Your tasks >>
- 1) In the comments on piracy and streaming, what year was the PC that Amazon would not play purchased movies on?
- 2) Write a continuation of the comments on piracy and streaming, picking up after their last sentence.

Text section >>
☆ ☆ ☆ ☆ ☆ ☆ ☆

Men. 🏴☠️
We only started pirating after Amazon refused to let us play movies we paid for because our hardware was too old for their DRM. It was a 2014 PC made of recycled parts. At the time, it was less than 10 years old. We pirated the same movie and realized it was easier to find, higher quality, and surprise, surprise, capable of playing on a PC we kept out of the landfill.
When I see anti piracy measures that punish people that don’t pirate, such as massive performance hits or privacy violating features, it makes me want to pirate more.
720 streams run from strange websites in timbucktoo have higher fidelity than the 4K stream I paid good money for.
Here’s a great price and you can share it with your friends. Wait not those friends. Wait your phone isn’t authorized anymore. Okay you authorized your phone but you need to authorize it again. Okay we just doubled the price and cut the quality again. Now you can’t watch the movies that you downloaded for offline viewing without an internet connection.
Netflix can take a long hard suck on my pudding factory, they’re never going to see another penny of my money again, and this is from somebody that goes back to the DVD days of Netflix.
I rented a car to do Uber with while I apply for jobs, and the car is an electric. They had no gas powered cars available.

☆ ☆ ☆ ☆ ☆ ☆ ☆

Data listing >>
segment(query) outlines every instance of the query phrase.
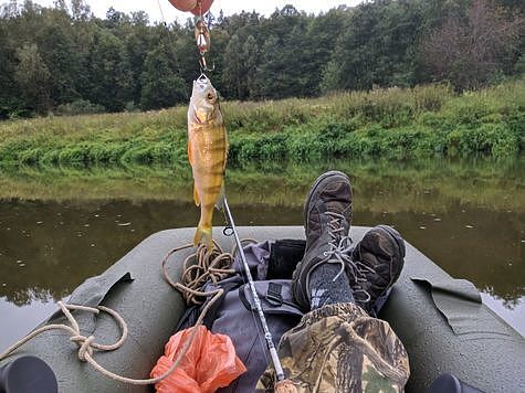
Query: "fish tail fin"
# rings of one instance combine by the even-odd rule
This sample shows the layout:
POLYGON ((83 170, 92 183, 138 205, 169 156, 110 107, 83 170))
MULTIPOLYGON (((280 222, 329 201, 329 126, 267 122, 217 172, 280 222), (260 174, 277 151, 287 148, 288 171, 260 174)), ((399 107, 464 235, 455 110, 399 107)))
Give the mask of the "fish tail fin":
POLYGON ((201 224, 197 227, 197 232, 193 237, 193 245, 204 244, 206 248, 211 252, 213 248, 213 240, 211 237, 211 227, 204 229, 201 224))
POLYGON ((219 195, 217 197, 217 201, 216 201, 216 208, 218 210, 222 210, 224 208, 224 198, 225 198, 225 191, 224 191, 224 180, 223 180, 221 184, 221 191, 219 192, 219 195))

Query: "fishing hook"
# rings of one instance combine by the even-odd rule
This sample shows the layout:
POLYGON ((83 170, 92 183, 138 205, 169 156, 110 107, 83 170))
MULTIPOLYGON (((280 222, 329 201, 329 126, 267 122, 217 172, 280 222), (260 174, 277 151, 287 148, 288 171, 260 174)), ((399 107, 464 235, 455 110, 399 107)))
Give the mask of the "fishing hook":
POLYGON ((208 67, 208 64, 206 63, 206 57, 203 54, 200 55, 199 60, 200 64, 200 72, 203 74, 204 72, 212 72, 216 70, 216 64, 213 63, 213 66, 211 68, 208 67))

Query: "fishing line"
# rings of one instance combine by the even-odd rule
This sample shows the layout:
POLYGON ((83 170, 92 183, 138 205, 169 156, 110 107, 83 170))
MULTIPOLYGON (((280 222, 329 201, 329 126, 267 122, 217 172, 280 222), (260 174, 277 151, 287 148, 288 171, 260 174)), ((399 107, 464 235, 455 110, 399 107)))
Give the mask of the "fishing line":
MULTIPOLYGON (((157 0, 157 4, 158 4, 158 9, 160 11, 160 18, 162 18, 162 24, 167 31, 167 35, 168 35, 168 41, 169 41, 169 50, 168 52, 170 53, 171 57, 174 59, 174 62, 175 62, 175 66, 177 67, 177 71, 178 71, 178 74, 179 76, 183 79, 183 76, 182 76, 182 72, 181 72, 181 67, 180 67, 180 64, 179 64, 179 61, 177 60, 177 55, 176 55, 176 52, 175 52, 175 41, 174 41, 174 36, 171 34, 171 31, 169 30, 168 28, 168 23, 166 22, 166 18, 164 17, 164 11, 162 11, 162 7, 160 6, 160 0, 157 0)), ((185 81, 186 82, 186 81, 185 81)), ((185 83, 183 84, 183 89, 185 89, 185 95, 187 97, 190 97, 190 94, 189 94, 189 91, 188 91, 188 86, 187 84, 185 83)))
POLYGON ((258 295, 258 291, 255 289, 255 284, 253 283, 253 277, 252 277, 252 274, 250 272, 250 266, 248 265, 246 256, 244 255, 244 249, 242 248, 241 240, 239 238, 239 233, 237 232, 235 223, 233 222, 233 217, 231 215, 230 206, 228 205, 228 200, 227 200, 225 195, 224 195, 222 208, 224 210, 224 215, 227 217, 228 224, 232 230, 233 237, 234 237, 235 243, 238 245, 239 256, 241 257, 241 262, 244 266, 244 273, 246 274, 248 284, 250 285, 250 289, 252 291, 252 300, 255 305, 255 309, 256 309, 258 315, 259 315, 259 319, 260 319, 260 322, 261 322, 261 326, 262 326, 262 329, 263 329, 263 332, 264 332, 264 339, 266 340, 266 348, 270 352, 270 357, 272 358, 272 363, 273 363, 273 368, 275 369, 275 374, 277 376, 277 381, 280 381, 280 382, 284 381, 284 372, 283 372, 283 368, 281 365, 281 361, 280 361, 279 355, 277 355, 277 350, 275 349, 275 344, 273 343, 272 333, 270 332, 270 329, 267 327, 266 318, 264 317, 264 311, 263 311, 262 306, 261 306, 261 300, 259 299, 259 295, 258 295))

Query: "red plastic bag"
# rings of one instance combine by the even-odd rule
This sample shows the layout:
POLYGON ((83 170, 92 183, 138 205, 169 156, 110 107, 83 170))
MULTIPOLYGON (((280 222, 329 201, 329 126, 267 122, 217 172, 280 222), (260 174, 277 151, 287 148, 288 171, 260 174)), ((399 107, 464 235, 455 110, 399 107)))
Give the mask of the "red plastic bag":
MULTIPOLYGON (((225 334, 214 334, 206 327, 197 328, 193 342, 182 357, 179 365, 165 380, 155 385, 159 393, 212 393, 228 386, 246 371, 235 354, 231 339, 225 334)), ((190 329, 171 336, 162 355, 151 370, 151 378, 162 375, 177 359, 179 351, 190 338, 190 329)))

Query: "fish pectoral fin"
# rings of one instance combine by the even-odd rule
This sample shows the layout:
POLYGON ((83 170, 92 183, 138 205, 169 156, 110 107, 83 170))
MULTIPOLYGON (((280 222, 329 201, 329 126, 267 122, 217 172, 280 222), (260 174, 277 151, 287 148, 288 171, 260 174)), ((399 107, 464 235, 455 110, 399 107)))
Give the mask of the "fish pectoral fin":
POLYGON ((199 193, 197 192, 197 187, 195 185, 193 185, 193 201, 196 205, 200 206, 199 193))
POLYGON ((221 191, 219 192, 219 195, 217 197, 217 200, 216 200, 216 208, 218 210, 222 210, 222 208, 224 208, 224 195, 225 195, 225 192, 224 192, 224 180, 223 180, 221 184, 221 191))

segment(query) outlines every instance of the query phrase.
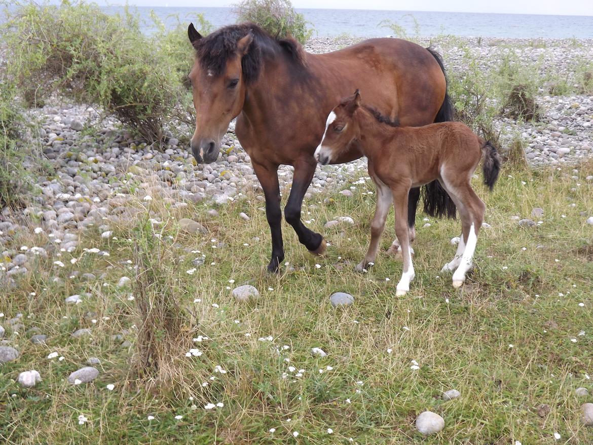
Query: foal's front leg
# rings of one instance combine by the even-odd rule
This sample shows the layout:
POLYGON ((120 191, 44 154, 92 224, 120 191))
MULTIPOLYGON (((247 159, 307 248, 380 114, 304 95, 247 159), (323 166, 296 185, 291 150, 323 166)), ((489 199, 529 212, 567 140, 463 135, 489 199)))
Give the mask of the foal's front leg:
POLYGON ((391 187, 393 206, 396 210, 396 234, 401 246, 403 266, 401 278, 397 283, 396 295, 405 295, 410 290, 410 282, 414 279, 414 266, 412 262, 412 248, 407 225, 407 197, 411 183, 398 184, 391 187))
POLYGON ((375 209, 375 215, 371 223, 371 242, 368 250, 363 260, 356 265, 356 272, 362 272, 375 261, 377 252, 379 250, 379 241, 381 236, 385 229, 385 221, 387 219, 389 208, 393 199, 391 197, 391 190, 384 184, 378 178, 373 177, 377 186, 377 206, 375 209))

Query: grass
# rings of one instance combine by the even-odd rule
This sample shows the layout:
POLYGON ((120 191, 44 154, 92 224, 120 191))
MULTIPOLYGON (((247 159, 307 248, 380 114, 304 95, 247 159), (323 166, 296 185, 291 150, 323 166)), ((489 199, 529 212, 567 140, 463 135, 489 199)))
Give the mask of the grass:
MULTIPOLYGON (((589 214, 580 214, 593 207, 593 184, 585 180, 592 173, 590 163, 576 173, 503 171, 493 193, 477 185, 492 227, 481 232, 474 271, 458 291, 439 272, 454 253, 449 240, 458 234, 458 223, 431 220, 422 228, 419 215, 416 279, 400 298, 394 295, 401 263, 384 253, 368 274, 353 271, 374 208, 368 190, 374 187, 364 177, 353 182, 353 198, 336 194, 323 204, 320 195, 305 203, 304 219, 331 242, 324 258, 310 256, 284 224, 294 270, 278 275, 263 272, 269 236, 254 195, 219 208, 220 217, 213 218, 205 205, 176 209, 155 194, 144 201, 147 192, 138 189, 133 206, 141 211, 126 224, 111 223, 113 237, 91 231, 71 254, 40 257, 34 271, 0 301, 7 336, 7 319, 21 312, 25 329, 37 326, 49 337, 46 345, 31 344, 24 333, 11 338, 21 355, 0 367, 0 438, 9 444, 316 444, 350 438, 356 443, 548 444, 558 432, 562 443, 589 443, 593 431, 580 424, 579 406, 590 401, 578 399, 574 390, 593 389, 586 376, 593 374, 593 228, 585 223, 589 214), (519 228, 512 218, 530 218, 536 206, 544 210, 537 227, 519 228), (241 219, 241 211, 251 219, 241 219), (356 223, 323 229, 340 215, 356 223), (200 221, 210 234, 180 231, 176 221, 183 217, 200 221), (152 258, 147 252, 154 252, 152 258), (204 265, 186 272, 202 252, 204 265), (76 271, 100 278, 83 281, 76 271), (131 287, 116 285, 123 276, 132 278, 131 287), (230 290, 244 282, 259 290, 259 299, 234 300, 230 290), (329 296, 338 291, 351 293, 354 304, 333 309, 329 296), (92 296, 65 304, 84 292, 92 296), (163 295, 178 306, 168 306, 163 295), (160 381, 132 365, 146 349, 136 341, 144 344, 146 338, 139 300, 149 300, 178 324, 167 330, 162 319, 154 319, 156 354, 167 356, 160 381), (91 328, 92 336, 70 336, 82 328, 91 328), (123 339, 113 337, 122 332, 123 339), (198 335, 209 339, 192 342, 198 335), (170 341, 174 336, 177 342, 170 341), (130 344, 122 347, 123 340, 130 344), (329 356, 312 357, 317 347, 329 356), (203 355, 185 357, 190 348, 203 355), (64 359, 48 360, 54 351, 64 359), (101 360, 99 377, 68 384, 69 373, 92 356, 101 360), (419 370, 410 369, 412 360, 419 370), (216 372, 217 366, 226 372, 216 372), (43 381, 21 388, 15 380, 30 369, 43 381), (299 370, 304 371, 296 377, 299 370), (442 401, 451 388, 461 397, 442 401), (224 406, 204 408, 219 402, 224 406), (543 418, 542 405, 550 407, 543 418), (428 438, 413 426, 425 409, 445 421, 441 433, 428 438), (79 424, 81 414, 87 420, 79 424)), ((393 214, 390 221, 384 250, 394 236, 393 214)), ((34 236, 15 246, 47 240, 44 234, 34 236)))

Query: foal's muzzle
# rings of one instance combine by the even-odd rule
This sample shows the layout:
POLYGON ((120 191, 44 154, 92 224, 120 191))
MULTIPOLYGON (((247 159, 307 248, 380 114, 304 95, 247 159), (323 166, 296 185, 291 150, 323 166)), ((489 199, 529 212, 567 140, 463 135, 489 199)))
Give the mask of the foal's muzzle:
POLYGON ((202 139, 195 144, 192 140, 190 147, 192 154, 198 164, 202 161, 210 164, 218 158, 220 148, 213 139, 202 139))

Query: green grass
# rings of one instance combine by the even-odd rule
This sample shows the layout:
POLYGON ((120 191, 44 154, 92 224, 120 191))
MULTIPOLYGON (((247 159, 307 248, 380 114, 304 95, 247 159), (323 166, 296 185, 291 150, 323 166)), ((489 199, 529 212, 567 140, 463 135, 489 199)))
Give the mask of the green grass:
MULTIPOLYGON (((579 419, 580 405, 591 397, 578 399, 574 390, 593 389, 585 377, 593 374, 593 226, 585 223, 593 208, 593 184, 585 177, 592 174, 591 164, 578 173, 503 170, 492 194, 475 180, 492 227, 480 233, 473 272, 458 291, 439 272, 454 253, 449 239, 458 235, 458 222, 431 220, 431 227, 422 228, 419 214, 416 278, 411 291, 398 298, 401 263, 384 253, 394 237, 393 213, 376 265, 366 274, 353 271, 369 238, 370 181, 355 183, 351 198, 336 194, 329 204, 323 204, 325 196, 305 202, 304 220, 331 244, 323 258, 310 256, 283 223, 286 259, 294 270, 278 275, 263 272, 269 234, 263 204, 254 196, 219 208, 215 218, 205 205, 173 209, 155 195, 144 201, 138 192, 135 206, 150 210, 126 225, 112 224, 116 238, 89 233, 73 254, 40 258, 9 298, 0 301, 0 323, 7 330, 6 319, 20 312, 26 328, 38 326, 49 336, 46 345, 33 345, 24 334, 11 339, 21 355, 0 366, 0 438, 9 444, 318 444, 348 443, 350 438, 361 444, 551 444, 558 432, 558 443, 591 443, 593 430, 579 419), (544 210, 543 224, 519 227, 512 217, 531 218, 536 206, 544 210), (239 218, 241 211, 251 220, 239 218), (356 224, 323 229, 326 221, 342 215, 356 224), (160 240, 149 217, 162 221, 154 226, 160 240), (175 221, 183 217, 202 223, 210 234, 178 231, 175 221), (193 275, 186 271, 201 254, 192 250, 206 255, 193 275), (72 264, 71 259, 78 260, 72 264), (57 260, 63 268, 54 265, 57 260), (136 265, 149 278, 141 287, 117 288, 123 276, 135 281, 136 265), (87 282, 69 278, 75 271, 106 275, 87 282), (62 281, 55 282, 56 276, 62 281), (245 282, 261 296, 240 304, 228 288, 245 282), (333 309, 329 296, 337 291, 351 293, 354 304, 333 309), (74 306, 64 303, 83 292, 92 297, 74 306), (135 300, 128 299, 132 293, 135 300), (158 298, 163 295, 167 301, 158 298), (194 303, 196 298, 201 301, 194 303), (167 306, 180 323, 167 328, 157 319, 144 326, 155 335, 162 362, 158 372, 141 378, 136 339, 145 330, 136 304, 147 299, 167 306), (167 306, 172 301, 175 308, 167 306), (92 337, 71 338, 81 328, 91 328, 92 337), (129 331, 124 336, 129 348, 112 339, 122 329, 129 331), (210 339, 193 344, 197 335, 210 339), (312 357, 315 347, 329 356, 312 357), (191 347, 203 355, 186 357, 191 347), (47 359, 53 351, 64 360, 47 359), (101 360, 99 377, 68 384, 69 373, 91 356, 101 360), (419 370, 410 369, 412 360, 419 370), (217 365, 226 373, 214 372, 217 365), (43 381, 22 389, 14 380, 30 369, 43 381), (301 369, 302 376, 295 377, 301 369), (106 389, 110 383, 113 391, 106 389), (451 388, 461 397, 442 401, 442 392, 451 388), (224 407, 204 409, 218 402, 224 407), (543 404, 550 411, 540 418, 543 404), (425 409, 445 421, 441 433, 426 438, 413 425, 425 409), (83 425, 80 414, 88 419, 83 425), (177 415, 183 419, 176 419, 177 415), (293 431, 299 433, 296 439, 293 431)), ((15 245, 46 241, 44 234, 35 236, 15 245)))

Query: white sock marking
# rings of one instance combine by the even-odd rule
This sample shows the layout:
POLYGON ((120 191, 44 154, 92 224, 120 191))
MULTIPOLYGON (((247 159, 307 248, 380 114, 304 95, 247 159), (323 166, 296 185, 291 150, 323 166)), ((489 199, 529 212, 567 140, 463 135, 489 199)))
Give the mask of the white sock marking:
MULTIPOLYGON (((463 238, 463 237, 462 237, 463 238)), ((467 236, 467 244, 463 251, 461 256, 461 261, 457 268, 457 270, 453 274, 453 285, 455 287, 459 287, 466 279, 466 274, 471 268, 471 260, 474 258, 474 252, 476 251, 476 245, 477 244, 477 236, 476 234, 476 230, 474 229, 474 224, 471 223, 470 227, 470 233, 467 236)), ((461 241, 460 241, 461 243, 461 241)))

☆ ☆ ☆ ☆ ☆ ☆ ☆

Outputs for the tasks >>
- 1) 2014

- 2)
It is such a pain in the ass. I’ve only had it for a couple of days, but so far I’ve spent 2.5 hours today waiting for charge, and about 5 hours driving passengers.
I’m ready. I want to download a car. Just need someone to point me in the right direction.
Men would literally rather maintain a seed ratio for private trackers and operate a seedbox than pay for movies.
TIL that I’m a man.
good
If I could pay a fair price for the product I’m getting off torrents (no drm media files I can use on any device I want) I’d consider it. I buy books off humble bundle like all the time.
“You wouldn’t put on a tricorn hat, would you?”
I actually would, if I could find a nice one…
“…and leave your job to sail the seas?”
… That’s an option? I didn’t even consider-
“And you certainly wouldn’t drink rum, and fire cannons, and carry a saber and tell silly parrot related puns.”
buys a tricorn hat
Steals a tricorn hat
FTFY
Downloads a Tricorner hat
You wouldn’t!
you wouldn’t go to the toilet in a policeman’s helmet
“You wouldn’t mail it to his grieving widow?!”
You wouldn’t then steal it again!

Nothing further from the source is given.